### Try it
Write the next part of the passage about prisons, policing and security threats in Belgium, picking up after its final sentence.

### Excerpted passage
-.-.-
Belgium’s prison system has been badly in need of modernisation and reform for decades. Progress is desperately slow, even though prisons are a proven breeding ground for radicalisation. It doesn’t help that reform of Belgium’s judicial system is equally glacial. Cases still take too long to investigate and come to trial.

Reform of Belgium’s various police services is also overdue. There has not been sufficient consolidation of the local police forces in Brussels. The quality of police recruits to those local forces is still doubtful and the vacancy rate too high. There are some signs of progress: the expansion of the cycling corps in some zones of Brussels seems to have improved the enforcement of traffic and public order offences. But there has also been a constant supply of policing scandals that undermine public confidence.

New threats

Is Brussels more fearful than it was? The Covid pandemic has upset many of our earlier notions about generalised fear, but the city quickly recovered. That the terrorist threat has reduced since March 2016 is probably more down to the state of war in Syria than changes in Belgium.

Different threats to public order have emerged. Last year, the greatest terrorist threat was briefly Jürgen Conings, a rogue soldier with extreme right-wing views who had issued threats to kill Marc Van Ranst, a virologist in the public eye during the pandemic.

Although warnings had been sounded about Conings’s beliefs and his behaviour, he continued to enjoy privileged access at an army base to heavy weapons. After a protracted fruitless manhunt, his body was eventually found by a cyclist a few hundred metres from where his car had been abandoned a month earlier. He had apparently taken his own life.

A support of Jürgen Conings, the errant soldier who was briefly a terrorist threat last year. Credit: Belga

More recently, the police and security forces have been preoccupied with organised crime, following explosions and shootings in Antwerp attributed to rival drug gangs. In May, representatives of the federal police and the office of the federal prosecutors told a parliamentary committee that they were unable to pursue some gang crimes, including serious fraud and violent crime because of a shortage of investigators.

The shortage of specialists was compounded when authorities cracked Sky ECC, a communication tool used by drug gangs. The breakthrough uncovered so much information about the international drugs trade that the police and prosecutors have their hands full pursuing a surfeit of leads for many months to come. “Since Sky, we’ve been living in another reality,” federal prosecutor Johan Delmulle told the parliament. Even after making allowances for prosecutors pleading for more staff and more money, one is left with the irony that the public is less safe because of successful international policing.
-.-.-
### Supplied information
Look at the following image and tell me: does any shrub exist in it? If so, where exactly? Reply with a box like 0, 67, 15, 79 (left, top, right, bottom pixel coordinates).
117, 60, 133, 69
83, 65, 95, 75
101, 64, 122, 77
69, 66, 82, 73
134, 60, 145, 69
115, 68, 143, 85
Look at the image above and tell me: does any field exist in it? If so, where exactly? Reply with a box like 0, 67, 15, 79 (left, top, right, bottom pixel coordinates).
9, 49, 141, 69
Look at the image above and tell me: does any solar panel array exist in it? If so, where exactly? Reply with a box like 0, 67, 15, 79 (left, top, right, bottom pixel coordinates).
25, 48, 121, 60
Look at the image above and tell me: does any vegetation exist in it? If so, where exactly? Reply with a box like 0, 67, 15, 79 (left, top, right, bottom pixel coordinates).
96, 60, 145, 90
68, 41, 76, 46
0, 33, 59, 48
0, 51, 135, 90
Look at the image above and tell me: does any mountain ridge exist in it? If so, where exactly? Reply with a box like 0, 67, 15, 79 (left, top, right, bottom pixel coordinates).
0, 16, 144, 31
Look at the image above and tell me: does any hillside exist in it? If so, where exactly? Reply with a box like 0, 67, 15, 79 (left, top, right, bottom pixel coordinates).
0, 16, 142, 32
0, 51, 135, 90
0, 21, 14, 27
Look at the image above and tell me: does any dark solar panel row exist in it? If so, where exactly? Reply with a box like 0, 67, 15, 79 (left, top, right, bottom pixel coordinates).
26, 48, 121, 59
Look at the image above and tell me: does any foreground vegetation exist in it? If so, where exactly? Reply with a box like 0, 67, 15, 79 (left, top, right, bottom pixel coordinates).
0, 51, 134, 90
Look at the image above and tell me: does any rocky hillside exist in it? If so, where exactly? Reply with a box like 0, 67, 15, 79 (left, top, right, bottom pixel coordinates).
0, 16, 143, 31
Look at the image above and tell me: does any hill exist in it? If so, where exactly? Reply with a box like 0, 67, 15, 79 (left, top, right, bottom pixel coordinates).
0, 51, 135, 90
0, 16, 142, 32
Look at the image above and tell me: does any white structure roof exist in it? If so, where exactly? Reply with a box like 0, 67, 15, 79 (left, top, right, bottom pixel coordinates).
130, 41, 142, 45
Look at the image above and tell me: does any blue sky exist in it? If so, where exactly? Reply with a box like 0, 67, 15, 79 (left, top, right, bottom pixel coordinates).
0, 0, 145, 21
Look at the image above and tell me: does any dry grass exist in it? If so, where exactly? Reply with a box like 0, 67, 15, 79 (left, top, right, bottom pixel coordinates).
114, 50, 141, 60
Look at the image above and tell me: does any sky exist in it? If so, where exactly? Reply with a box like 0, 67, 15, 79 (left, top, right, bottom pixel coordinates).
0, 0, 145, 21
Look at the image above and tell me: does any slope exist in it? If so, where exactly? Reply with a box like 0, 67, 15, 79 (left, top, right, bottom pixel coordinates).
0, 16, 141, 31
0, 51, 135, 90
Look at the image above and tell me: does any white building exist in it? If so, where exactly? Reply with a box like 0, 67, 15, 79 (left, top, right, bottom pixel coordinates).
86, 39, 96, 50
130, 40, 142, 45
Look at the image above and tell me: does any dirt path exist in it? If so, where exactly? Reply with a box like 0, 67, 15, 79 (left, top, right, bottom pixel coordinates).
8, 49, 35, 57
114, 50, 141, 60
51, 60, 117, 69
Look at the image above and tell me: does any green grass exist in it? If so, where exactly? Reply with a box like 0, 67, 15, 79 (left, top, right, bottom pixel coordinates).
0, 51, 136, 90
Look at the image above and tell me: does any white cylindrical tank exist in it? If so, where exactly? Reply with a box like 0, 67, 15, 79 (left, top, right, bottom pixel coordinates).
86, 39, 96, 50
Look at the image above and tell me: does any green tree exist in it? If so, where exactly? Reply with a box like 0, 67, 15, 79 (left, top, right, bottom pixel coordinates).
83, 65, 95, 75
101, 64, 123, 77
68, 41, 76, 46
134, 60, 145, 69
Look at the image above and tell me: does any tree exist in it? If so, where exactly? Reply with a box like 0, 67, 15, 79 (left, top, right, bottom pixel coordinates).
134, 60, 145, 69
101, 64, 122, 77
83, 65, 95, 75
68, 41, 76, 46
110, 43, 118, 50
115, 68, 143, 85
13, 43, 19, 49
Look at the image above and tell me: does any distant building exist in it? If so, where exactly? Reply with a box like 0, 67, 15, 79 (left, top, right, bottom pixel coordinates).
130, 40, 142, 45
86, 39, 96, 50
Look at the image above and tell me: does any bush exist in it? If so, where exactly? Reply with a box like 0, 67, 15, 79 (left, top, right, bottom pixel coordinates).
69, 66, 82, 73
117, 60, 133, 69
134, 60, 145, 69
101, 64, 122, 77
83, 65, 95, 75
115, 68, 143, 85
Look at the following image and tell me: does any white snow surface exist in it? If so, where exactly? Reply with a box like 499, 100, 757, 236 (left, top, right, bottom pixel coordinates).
-.-.-
### Task answer
Like the fight against organised crime, successful counterterrorism requires good intelligence. Police and security services are increasingly turning to technology to provide them with evidence of crimes committed or about to be committed. That trend is a challenge to democratic, liberal societies because technology poses difficult questions about privacy and about how far the state can intrude into the lives of its citizens for the sake of the general good.

The old restraints on the powers of the state – limits on how long someone can be held for questioning, that quaint presumption that search warrants should not be executed in the middle of the night – were generally visible in the breach. But it is much harder to know when the state is abusing its investigative powers in pursuit of electronic communications. While Belgium’s liberal constitution provides theoretical protection against state over-reach, there is still a significant risk that, deliberately or accidentally, abuses will happen away from the gaze of the public, the press, or the statutory supervisory committees.

However, these threats to liberty are not expected to dominate public debate. Rather, it is much more likely that the assimilation of migrants will become a hot-button issue, exploited for various political ends. If that is the case, then the approach to 2024’s various elections – communal, regional and national – will be unedifying. If the bombings of 2016 have taught us anything, it is that political leaders should be devoting more time and attention to prisons and schools.